Work to complete: Once every line holding "player" in the listing below has been found, give their number and nothing more.

(Beginning of Raw data)

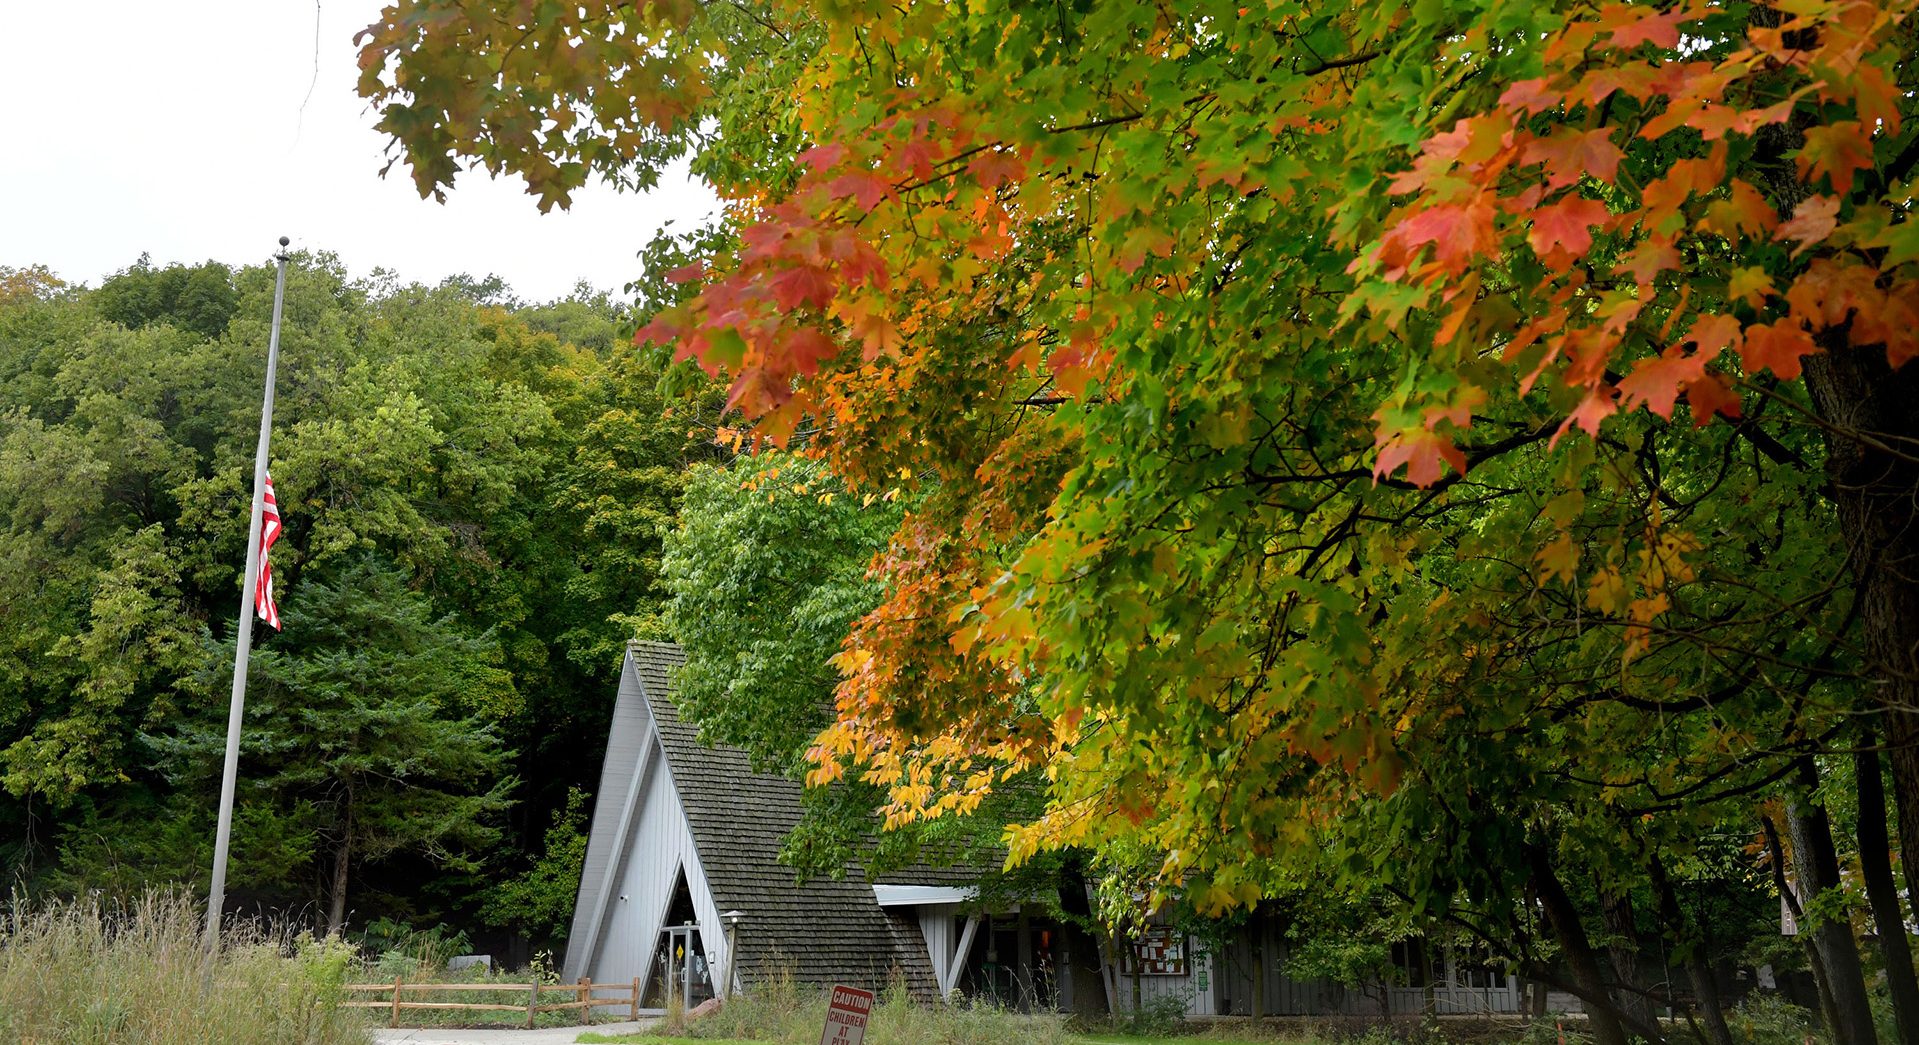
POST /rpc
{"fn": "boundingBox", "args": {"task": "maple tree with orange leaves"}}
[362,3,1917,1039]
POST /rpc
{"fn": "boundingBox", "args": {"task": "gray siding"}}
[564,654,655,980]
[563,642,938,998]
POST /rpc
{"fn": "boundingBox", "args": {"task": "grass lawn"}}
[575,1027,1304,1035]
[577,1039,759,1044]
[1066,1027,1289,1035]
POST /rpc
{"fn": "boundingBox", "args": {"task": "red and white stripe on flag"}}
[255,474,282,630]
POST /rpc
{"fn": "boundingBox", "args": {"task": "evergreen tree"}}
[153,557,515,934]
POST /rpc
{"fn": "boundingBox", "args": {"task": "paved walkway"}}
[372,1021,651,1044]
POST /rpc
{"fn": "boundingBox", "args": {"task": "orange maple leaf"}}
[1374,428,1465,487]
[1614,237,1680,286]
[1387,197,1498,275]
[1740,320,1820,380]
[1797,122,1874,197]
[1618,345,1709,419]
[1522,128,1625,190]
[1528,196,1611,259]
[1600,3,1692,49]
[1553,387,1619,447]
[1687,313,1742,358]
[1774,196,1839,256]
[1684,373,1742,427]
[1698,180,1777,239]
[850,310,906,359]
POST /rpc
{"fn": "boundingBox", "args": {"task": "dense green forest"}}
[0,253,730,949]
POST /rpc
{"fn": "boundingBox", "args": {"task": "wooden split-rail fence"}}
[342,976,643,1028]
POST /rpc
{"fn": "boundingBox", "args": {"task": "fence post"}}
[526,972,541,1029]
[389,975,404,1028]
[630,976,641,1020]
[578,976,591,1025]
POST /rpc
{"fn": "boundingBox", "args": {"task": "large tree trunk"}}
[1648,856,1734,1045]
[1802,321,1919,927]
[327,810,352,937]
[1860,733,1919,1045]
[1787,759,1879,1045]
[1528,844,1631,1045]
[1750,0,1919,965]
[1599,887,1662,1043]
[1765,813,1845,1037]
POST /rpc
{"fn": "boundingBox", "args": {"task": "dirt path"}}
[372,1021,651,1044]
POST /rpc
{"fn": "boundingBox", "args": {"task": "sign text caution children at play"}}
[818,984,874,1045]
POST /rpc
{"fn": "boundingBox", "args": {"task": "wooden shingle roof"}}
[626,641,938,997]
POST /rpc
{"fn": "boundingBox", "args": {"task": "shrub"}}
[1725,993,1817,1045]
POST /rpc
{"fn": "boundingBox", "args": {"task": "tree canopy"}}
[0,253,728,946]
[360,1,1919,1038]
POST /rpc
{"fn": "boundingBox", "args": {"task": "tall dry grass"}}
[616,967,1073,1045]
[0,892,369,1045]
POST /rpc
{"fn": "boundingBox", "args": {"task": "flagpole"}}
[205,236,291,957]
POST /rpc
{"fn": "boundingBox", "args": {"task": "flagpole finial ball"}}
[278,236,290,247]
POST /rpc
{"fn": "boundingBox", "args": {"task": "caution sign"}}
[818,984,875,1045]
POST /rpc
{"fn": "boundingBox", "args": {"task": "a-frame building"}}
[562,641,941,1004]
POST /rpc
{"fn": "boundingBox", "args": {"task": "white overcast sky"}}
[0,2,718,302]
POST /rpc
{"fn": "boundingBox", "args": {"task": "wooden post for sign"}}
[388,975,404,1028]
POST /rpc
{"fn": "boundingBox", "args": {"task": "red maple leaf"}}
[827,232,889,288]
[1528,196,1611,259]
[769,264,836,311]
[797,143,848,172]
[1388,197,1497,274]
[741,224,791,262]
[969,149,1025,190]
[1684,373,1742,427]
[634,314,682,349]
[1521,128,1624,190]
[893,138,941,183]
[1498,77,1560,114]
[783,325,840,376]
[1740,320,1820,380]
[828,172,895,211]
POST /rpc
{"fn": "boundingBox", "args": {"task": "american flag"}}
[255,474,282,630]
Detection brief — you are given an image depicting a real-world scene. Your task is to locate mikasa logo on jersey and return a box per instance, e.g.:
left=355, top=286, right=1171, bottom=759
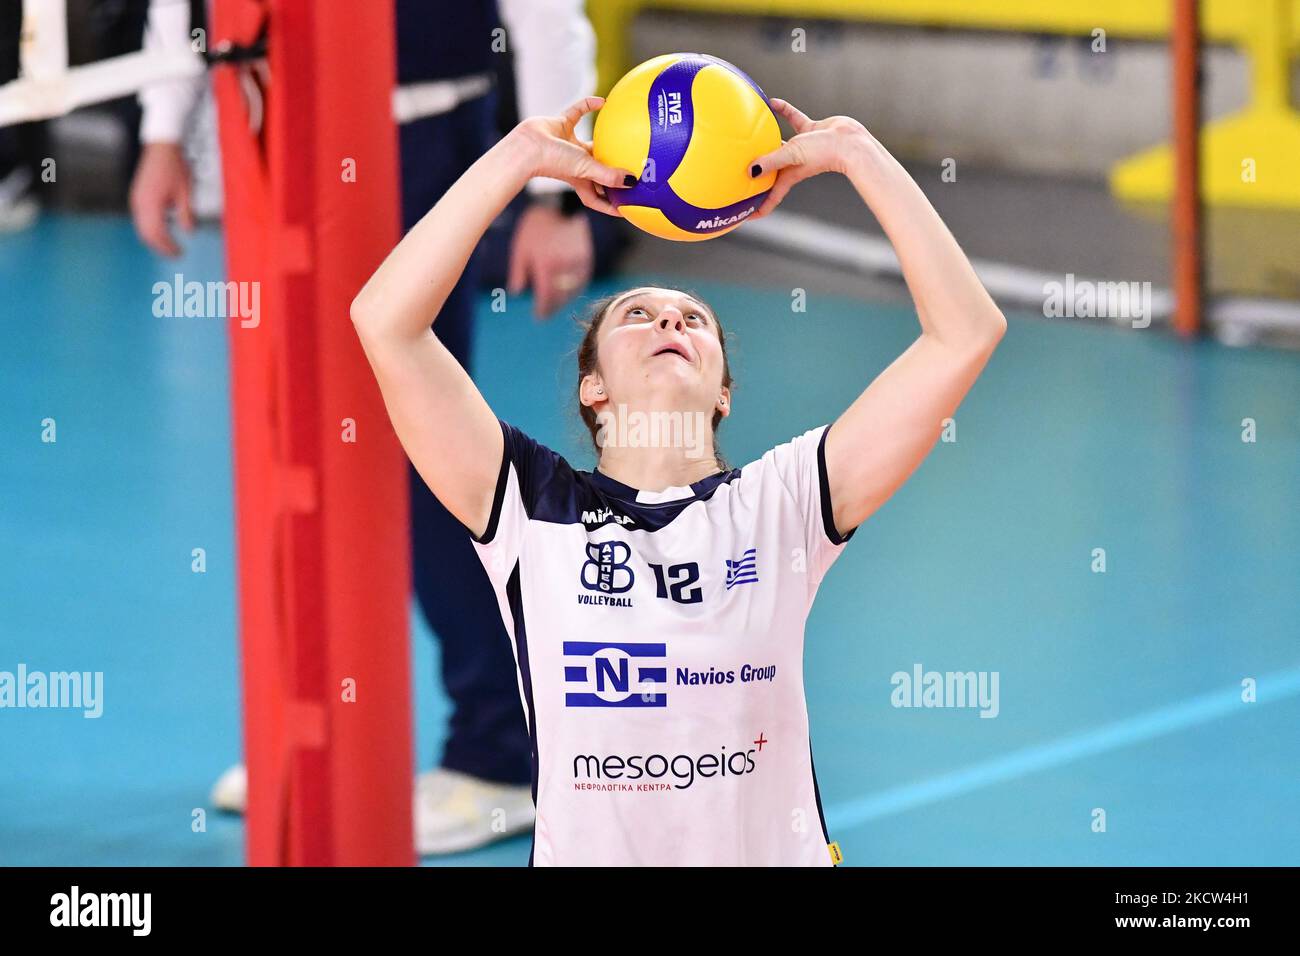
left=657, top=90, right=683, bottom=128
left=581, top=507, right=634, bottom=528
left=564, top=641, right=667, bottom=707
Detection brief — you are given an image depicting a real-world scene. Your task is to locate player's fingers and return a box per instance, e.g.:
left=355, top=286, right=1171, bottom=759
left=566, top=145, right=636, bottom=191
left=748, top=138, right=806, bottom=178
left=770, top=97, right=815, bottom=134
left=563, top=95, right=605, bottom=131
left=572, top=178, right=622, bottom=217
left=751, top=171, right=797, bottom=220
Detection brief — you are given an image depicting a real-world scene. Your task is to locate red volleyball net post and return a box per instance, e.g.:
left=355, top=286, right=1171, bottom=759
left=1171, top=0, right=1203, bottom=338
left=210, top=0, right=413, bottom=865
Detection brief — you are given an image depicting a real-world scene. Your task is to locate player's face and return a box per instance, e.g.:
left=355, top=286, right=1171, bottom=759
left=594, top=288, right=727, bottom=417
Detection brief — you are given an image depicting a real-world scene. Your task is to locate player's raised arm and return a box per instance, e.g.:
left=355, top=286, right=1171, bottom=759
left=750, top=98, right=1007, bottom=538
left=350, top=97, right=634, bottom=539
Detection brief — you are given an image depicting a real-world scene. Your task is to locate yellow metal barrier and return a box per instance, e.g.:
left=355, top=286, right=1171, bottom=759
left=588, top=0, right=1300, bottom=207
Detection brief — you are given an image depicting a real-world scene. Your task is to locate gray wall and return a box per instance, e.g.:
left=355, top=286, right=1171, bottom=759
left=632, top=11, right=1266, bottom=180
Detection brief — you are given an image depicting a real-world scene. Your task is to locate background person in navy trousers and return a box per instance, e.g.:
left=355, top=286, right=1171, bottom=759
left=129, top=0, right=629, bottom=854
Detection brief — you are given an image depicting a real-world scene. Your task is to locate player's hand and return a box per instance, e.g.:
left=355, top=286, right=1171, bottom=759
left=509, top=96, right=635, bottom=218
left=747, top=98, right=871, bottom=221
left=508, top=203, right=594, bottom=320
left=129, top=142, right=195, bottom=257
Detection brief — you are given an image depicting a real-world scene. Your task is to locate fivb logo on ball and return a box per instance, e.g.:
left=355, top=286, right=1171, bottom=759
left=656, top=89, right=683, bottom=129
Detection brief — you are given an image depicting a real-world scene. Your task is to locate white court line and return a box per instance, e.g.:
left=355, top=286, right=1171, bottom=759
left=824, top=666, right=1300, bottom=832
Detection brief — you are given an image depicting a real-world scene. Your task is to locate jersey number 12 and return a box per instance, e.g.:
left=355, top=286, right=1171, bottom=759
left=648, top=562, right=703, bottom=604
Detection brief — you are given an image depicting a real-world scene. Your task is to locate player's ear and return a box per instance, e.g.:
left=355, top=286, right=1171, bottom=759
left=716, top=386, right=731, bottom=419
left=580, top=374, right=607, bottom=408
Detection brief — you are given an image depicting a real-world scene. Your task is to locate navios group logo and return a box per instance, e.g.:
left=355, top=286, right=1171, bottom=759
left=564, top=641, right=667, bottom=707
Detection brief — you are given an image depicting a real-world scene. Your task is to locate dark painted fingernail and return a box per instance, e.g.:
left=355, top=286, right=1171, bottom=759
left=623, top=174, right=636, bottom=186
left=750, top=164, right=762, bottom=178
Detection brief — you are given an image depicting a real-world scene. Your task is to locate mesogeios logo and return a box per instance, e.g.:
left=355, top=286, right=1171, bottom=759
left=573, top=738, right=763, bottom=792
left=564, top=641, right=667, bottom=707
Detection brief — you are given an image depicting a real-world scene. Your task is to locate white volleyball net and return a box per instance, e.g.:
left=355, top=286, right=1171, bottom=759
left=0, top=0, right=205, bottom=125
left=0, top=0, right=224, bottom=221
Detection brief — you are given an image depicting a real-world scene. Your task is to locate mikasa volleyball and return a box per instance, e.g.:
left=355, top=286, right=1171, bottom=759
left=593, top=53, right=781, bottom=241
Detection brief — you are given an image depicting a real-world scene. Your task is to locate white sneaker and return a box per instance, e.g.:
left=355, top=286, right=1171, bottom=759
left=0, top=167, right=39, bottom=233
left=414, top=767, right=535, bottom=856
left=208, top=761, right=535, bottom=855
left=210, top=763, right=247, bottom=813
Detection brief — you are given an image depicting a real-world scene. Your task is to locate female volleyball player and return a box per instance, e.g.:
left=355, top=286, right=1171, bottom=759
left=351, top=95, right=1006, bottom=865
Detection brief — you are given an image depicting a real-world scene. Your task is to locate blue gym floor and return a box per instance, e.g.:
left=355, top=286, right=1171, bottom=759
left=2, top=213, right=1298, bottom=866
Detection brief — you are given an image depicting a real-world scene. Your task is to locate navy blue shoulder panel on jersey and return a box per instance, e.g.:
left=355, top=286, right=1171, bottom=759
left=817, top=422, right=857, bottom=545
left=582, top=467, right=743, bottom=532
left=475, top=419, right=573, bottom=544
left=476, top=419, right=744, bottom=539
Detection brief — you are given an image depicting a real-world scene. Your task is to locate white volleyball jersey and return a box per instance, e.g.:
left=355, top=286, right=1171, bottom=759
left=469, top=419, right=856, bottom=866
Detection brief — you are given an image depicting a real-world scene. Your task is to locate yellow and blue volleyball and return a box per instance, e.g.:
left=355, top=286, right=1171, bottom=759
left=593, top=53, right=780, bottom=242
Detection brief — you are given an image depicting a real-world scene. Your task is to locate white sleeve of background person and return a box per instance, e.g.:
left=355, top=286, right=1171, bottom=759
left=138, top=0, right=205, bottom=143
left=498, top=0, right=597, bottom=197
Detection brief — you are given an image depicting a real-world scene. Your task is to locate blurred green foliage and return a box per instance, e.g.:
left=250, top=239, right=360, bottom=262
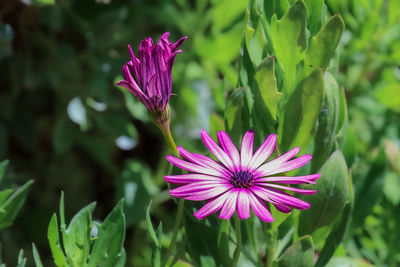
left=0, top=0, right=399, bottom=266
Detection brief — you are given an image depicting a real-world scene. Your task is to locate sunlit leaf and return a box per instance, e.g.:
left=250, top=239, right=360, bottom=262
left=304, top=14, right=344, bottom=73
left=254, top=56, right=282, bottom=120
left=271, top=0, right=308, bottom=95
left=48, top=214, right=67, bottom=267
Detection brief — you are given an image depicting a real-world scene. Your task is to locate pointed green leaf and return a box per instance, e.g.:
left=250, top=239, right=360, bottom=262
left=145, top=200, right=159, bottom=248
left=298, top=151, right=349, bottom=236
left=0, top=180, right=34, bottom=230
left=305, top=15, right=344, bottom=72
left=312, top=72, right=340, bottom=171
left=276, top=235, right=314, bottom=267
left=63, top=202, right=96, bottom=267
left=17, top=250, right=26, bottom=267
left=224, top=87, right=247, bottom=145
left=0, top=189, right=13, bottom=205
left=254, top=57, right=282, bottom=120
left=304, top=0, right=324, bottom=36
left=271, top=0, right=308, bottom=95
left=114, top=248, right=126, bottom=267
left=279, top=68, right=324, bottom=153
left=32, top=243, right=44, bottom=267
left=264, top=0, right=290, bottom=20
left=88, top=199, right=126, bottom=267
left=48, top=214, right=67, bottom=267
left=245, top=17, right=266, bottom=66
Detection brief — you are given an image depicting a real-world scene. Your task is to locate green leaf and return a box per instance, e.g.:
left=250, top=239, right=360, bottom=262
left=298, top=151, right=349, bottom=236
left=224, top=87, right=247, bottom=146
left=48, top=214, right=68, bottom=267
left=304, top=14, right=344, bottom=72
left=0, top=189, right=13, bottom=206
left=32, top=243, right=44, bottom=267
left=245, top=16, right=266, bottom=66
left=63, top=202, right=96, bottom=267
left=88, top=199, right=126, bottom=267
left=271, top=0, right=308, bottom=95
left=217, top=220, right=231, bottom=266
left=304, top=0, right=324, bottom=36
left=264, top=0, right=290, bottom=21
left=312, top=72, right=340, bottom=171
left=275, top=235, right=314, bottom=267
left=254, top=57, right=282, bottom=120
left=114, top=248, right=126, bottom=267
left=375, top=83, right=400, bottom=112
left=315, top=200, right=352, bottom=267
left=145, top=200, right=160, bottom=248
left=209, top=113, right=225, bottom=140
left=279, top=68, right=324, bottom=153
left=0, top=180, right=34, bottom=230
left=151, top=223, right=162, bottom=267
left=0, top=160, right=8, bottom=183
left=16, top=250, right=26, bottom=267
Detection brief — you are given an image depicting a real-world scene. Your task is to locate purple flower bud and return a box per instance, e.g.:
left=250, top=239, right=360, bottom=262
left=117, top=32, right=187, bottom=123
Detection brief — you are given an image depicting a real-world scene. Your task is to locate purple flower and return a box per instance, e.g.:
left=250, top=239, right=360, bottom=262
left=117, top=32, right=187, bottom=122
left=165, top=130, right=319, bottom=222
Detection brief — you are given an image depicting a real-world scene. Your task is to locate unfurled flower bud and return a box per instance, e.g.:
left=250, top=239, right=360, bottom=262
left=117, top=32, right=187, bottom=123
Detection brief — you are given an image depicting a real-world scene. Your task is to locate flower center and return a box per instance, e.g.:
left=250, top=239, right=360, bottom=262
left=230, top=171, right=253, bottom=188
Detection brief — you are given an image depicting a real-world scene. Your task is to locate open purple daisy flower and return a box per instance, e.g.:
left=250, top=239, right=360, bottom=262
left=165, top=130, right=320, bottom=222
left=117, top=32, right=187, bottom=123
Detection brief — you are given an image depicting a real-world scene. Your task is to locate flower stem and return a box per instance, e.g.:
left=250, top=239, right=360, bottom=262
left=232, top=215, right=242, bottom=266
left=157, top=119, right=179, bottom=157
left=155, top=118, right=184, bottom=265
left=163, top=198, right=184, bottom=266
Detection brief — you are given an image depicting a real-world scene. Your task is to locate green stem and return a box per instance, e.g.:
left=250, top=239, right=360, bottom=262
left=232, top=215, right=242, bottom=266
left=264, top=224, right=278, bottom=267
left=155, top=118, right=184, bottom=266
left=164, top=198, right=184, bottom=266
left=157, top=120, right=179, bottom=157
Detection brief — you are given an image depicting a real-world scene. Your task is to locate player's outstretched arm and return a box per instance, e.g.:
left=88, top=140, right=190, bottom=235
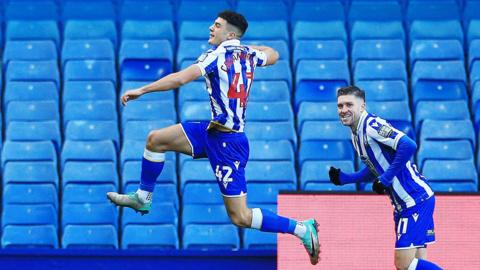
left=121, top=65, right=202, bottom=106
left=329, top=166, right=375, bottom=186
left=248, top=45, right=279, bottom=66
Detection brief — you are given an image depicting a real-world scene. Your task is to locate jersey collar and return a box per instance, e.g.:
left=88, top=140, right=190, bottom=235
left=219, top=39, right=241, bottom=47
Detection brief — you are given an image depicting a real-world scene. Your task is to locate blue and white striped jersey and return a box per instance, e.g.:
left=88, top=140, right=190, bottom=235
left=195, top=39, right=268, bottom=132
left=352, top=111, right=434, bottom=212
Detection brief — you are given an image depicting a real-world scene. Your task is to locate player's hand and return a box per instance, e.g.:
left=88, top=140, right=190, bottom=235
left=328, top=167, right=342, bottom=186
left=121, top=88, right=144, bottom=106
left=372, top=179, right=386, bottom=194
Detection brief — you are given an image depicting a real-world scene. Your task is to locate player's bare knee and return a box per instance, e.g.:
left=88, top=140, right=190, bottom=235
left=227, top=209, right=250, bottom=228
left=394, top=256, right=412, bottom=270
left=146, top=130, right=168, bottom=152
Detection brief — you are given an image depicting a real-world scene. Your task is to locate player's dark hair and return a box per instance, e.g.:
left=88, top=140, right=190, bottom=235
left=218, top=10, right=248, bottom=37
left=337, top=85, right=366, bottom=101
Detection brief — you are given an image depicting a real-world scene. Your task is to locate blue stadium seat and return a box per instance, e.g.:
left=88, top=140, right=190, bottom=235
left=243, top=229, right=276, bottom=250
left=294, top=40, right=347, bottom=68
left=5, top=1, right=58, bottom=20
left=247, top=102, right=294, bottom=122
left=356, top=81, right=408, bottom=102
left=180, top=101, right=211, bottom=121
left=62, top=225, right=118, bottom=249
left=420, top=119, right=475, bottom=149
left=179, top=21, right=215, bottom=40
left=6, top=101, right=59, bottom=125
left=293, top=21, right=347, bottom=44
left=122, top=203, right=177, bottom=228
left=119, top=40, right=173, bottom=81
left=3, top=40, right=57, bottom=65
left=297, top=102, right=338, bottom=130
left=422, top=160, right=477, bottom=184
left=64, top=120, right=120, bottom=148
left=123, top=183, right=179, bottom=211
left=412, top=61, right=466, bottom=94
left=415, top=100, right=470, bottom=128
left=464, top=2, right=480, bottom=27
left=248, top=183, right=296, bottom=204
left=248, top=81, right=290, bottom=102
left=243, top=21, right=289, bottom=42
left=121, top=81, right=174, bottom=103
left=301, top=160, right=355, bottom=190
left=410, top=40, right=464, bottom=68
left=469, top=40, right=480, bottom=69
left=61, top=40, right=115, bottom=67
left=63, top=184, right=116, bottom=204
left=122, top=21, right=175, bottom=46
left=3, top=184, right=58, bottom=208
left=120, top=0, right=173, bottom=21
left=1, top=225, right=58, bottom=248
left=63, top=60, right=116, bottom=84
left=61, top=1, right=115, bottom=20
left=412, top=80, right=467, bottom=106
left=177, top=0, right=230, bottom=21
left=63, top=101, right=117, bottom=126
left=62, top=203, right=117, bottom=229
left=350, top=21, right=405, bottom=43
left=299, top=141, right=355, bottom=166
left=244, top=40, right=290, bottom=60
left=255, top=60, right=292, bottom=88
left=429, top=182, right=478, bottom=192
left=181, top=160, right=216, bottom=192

(End of Raw data)

Output: 10